> _Direction_: Count the rows below that contain the word "calm", and reply with that number alone.

+++++

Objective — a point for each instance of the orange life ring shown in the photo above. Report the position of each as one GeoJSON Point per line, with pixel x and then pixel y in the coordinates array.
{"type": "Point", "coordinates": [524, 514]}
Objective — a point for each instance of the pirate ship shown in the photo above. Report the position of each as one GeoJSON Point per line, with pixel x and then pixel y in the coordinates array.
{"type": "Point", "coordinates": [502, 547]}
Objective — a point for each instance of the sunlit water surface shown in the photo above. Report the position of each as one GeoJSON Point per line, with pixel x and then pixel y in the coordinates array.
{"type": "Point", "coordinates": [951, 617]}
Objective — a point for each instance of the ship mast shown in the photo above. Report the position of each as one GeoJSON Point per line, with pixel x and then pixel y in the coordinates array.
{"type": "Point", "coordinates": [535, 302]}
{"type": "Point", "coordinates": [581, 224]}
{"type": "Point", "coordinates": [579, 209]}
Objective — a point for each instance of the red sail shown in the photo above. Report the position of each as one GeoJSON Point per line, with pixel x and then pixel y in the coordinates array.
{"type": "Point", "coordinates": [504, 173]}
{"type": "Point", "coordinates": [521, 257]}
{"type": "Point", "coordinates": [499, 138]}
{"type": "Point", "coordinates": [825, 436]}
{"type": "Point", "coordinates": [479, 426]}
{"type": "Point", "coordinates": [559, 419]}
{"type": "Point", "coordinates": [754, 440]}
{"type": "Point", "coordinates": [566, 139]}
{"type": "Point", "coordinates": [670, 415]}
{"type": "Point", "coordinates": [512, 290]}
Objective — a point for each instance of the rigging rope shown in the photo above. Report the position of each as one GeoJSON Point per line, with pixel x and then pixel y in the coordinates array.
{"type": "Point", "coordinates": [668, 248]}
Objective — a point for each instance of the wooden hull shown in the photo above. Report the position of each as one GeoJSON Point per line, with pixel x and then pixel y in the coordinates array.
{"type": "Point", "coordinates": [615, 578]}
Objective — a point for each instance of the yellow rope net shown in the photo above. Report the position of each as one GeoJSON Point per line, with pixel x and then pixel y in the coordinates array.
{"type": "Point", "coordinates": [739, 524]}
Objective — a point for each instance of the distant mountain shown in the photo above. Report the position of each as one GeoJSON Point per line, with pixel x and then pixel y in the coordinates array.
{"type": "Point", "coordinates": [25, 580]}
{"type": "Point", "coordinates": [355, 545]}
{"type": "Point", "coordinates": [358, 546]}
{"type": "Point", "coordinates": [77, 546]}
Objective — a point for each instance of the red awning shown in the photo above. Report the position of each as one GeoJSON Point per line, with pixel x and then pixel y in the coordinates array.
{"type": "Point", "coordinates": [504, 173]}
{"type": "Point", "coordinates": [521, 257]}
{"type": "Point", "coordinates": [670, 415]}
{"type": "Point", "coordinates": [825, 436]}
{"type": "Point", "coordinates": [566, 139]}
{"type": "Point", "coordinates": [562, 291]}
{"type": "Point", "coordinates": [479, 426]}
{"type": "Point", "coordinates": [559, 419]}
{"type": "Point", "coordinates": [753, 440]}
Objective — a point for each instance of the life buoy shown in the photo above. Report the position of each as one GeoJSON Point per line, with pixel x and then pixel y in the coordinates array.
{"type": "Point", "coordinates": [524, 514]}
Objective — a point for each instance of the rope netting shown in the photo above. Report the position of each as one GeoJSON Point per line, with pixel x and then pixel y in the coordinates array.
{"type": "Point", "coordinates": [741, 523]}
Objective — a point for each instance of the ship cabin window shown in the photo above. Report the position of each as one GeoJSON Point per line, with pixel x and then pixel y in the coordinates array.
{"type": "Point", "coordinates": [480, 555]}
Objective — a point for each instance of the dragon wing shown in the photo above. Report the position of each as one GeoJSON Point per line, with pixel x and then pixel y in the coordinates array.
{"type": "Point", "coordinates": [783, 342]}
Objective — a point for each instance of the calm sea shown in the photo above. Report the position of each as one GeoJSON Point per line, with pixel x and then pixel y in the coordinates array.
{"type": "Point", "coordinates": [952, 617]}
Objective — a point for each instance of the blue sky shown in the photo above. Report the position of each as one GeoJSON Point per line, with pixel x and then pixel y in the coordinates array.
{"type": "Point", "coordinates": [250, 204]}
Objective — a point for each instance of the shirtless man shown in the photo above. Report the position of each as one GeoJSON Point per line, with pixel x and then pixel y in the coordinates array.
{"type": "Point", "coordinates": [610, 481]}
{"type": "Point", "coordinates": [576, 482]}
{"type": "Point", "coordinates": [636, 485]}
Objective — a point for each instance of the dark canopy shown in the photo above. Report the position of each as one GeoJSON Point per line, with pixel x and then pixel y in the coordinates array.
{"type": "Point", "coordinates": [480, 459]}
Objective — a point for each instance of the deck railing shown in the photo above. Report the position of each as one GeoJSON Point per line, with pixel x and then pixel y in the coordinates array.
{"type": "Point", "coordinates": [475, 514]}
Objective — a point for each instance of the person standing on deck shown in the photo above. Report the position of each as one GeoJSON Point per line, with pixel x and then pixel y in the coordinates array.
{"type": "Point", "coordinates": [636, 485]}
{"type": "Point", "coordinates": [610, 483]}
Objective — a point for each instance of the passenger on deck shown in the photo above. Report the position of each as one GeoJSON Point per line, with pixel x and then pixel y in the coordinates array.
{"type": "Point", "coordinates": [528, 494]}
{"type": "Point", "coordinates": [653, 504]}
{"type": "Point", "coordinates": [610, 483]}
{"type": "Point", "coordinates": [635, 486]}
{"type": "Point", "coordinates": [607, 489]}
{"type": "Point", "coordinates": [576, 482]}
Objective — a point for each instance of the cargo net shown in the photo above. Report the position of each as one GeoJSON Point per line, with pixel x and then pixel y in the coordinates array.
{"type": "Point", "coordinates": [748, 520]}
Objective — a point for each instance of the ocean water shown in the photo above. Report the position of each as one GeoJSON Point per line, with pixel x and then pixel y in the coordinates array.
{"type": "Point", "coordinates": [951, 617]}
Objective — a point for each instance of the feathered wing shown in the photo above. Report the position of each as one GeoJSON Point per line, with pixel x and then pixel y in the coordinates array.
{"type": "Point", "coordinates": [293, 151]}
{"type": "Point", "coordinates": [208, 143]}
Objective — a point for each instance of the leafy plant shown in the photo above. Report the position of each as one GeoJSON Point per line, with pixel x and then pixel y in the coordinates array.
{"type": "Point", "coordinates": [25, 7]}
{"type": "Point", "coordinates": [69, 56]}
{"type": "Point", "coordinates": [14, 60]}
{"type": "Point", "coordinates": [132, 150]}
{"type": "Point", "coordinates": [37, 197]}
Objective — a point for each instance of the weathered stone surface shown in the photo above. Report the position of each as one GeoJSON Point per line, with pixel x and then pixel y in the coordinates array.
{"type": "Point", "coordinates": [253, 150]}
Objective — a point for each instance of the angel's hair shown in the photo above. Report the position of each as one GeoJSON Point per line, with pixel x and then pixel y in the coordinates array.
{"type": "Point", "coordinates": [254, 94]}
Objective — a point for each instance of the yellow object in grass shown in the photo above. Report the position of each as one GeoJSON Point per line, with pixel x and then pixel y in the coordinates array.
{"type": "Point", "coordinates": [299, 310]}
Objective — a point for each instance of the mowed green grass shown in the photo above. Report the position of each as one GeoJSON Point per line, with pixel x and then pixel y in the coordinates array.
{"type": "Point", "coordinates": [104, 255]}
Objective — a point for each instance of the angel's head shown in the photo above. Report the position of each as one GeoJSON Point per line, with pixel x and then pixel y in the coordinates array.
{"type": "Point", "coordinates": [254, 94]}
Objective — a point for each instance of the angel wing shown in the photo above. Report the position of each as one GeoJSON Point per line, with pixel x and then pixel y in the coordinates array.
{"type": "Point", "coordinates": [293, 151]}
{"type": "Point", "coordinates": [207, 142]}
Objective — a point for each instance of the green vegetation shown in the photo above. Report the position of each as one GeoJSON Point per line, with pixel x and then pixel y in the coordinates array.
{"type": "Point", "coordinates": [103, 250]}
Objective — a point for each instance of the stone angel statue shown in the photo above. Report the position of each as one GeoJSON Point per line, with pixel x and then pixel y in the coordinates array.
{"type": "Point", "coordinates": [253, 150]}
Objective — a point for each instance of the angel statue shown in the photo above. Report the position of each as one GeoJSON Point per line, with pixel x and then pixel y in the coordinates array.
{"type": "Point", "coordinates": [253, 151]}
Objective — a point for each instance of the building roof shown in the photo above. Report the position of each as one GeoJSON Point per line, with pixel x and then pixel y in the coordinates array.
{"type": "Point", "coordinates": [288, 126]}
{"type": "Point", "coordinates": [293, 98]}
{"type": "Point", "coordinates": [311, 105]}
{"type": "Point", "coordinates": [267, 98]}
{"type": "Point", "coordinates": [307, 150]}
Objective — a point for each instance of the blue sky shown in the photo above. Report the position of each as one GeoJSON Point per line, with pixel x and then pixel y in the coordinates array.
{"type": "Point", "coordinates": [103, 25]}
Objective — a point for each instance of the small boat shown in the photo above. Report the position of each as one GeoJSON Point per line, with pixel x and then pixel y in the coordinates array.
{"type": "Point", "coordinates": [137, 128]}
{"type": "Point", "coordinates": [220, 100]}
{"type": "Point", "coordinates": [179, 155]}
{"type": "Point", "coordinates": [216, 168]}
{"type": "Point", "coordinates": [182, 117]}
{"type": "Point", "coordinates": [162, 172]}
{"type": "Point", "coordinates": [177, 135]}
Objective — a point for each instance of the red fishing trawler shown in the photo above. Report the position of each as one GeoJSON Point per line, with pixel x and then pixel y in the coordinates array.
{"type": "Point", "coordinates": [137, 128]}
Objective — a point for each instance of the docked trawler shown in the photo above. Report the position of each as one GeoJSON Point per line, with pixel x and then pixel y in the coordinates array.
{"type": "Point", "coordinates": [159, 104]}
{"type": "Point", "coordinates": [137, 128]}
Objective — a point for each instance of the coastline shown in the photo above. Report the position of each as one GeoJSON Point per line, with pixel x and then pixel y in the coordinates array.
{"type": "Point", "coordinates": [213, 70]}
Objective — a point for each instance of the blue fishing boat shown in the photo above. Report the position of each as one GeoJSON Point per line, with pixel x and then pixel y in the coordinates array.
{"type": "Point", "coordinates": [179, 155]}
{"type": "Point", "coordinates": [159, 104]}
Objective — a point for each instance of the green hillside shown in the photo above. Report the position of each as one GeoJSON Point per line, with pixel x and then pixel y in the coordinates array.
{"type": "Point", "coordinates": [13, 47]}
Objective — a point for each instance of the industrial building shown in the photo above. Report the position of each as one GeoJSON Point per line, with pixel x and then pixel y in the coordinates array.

+++++

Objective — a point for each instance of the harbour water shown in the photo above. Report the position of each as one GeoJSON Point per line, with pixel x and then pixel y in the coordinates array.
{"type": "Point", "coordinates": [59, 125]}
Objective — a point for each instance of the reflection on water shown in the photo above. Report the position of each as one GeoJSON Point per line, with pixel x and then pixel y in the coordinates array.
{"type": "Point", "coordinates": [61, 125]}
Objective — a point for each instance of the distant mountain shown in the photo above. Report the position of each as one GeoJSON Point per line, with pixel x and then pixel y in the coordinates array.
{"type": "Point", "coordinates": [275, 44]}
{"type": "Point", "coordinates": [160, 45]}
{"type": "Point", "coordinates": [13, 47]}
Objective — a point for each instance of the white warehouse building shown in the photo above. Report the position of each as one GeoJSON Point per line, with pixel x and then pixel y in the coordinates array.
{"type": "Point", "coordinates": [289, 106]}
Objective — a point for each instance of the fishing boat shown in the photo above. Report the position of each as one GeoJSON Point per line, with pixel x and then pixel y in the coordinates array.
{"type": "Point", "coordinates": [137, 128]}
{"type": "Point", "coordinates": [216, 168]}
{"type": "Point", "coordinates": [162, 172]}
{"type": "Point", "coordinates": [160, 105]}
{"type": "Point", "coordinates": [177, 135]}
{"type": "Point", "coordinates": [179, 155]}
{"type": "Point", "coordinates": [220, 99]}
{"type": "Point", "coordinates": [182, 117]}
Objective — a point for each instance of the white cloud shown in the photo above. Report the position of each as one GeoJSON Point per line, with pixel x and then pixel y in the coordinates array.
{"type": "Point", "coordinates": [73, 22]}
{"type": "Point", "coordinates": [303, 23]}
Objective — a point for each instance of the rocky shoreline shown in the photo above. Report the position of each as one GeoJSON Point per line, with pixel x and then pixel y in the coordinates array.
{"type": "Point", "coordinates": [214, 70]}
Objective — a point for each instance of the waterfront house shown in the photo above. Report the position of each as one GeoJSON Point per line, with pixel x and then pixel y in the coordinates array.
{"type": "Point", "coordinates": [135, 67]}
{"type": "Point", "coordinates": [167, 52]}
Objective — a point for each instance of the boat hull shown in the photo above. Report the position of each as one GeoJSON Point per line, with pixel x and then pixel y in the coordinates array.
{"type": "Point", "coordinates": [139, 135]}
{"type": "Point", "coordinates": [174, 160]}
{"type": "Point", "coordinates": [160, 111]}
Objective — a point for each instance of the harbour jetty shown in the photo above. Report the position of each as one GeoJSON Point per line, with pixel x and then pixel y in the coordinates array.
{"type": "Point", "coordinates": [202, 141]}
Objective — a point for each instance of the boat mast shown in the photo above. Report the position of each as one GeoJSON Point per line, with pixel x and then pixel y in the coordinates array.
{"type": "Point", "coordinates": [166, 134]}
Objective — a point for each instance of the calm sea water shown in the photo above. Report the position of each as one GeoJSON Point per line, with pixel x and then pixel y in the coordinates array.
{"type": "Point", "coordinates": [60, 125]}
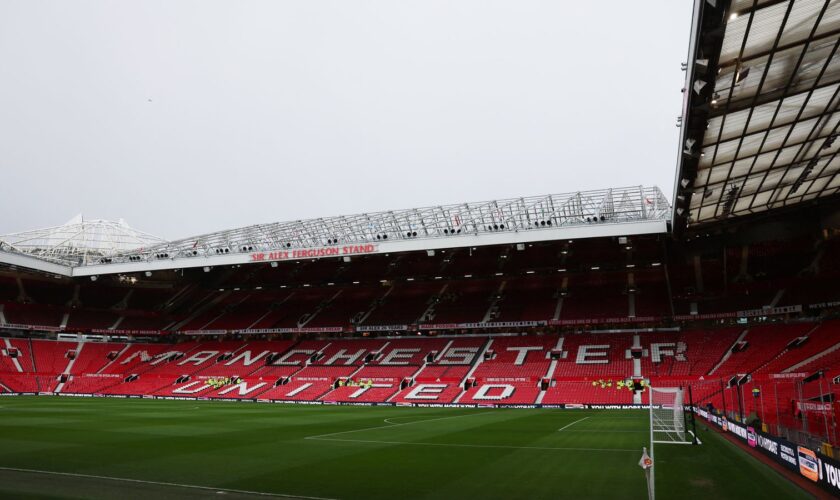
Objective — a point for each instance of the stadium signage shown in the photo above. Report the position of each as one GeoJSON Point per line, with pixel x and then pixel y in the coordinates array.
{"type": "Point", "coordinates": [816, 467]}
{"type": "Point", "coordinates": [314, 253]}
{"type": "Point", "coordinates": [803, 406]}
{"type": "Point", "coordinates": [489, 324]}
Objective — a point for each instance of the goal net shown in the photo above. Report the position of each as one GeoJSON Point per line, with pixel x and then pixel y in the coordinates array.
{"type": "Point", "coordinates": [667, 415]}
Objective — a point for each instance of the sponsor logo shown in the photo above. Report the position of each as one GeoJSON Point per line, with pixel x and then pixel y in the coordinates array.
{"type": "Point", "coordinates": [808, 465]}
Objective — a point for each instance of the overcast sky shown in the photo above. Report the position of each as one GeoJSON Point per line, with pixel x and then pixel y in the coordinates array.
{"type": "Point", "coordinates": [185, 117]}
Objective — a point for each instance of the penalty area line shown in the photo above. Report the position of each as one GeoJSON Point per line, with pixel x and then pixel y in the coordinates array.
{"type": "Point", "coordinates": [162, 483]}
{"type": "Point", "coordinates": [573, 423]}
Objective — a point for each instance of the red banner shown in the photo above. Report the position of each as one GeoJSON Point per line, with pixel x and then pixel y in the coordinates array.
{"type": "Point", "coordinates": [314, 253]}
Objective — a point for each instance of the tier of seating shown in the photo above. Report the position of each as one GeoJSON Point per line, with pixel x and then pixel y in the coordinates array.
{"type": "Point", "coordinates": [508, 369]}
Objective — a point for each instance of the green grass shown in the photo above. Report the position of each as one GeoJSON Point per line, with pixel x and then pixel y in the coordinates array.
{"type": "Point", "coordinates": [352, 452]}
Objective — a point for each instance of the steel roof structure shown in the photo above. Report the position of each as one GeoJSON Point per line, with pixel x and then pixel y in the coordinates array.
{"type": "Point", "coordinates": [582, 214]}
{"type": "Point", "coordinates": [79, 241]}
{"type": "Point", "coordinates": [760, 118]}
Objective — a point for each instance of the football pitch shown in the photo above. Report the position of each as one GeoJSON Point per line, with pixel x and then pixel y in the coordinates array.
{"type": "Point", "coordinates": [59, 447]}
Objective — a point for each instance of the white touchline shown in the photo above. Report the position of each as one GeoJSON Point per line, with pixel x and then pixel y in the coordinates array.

+++++

> _Result of the exercise_: 2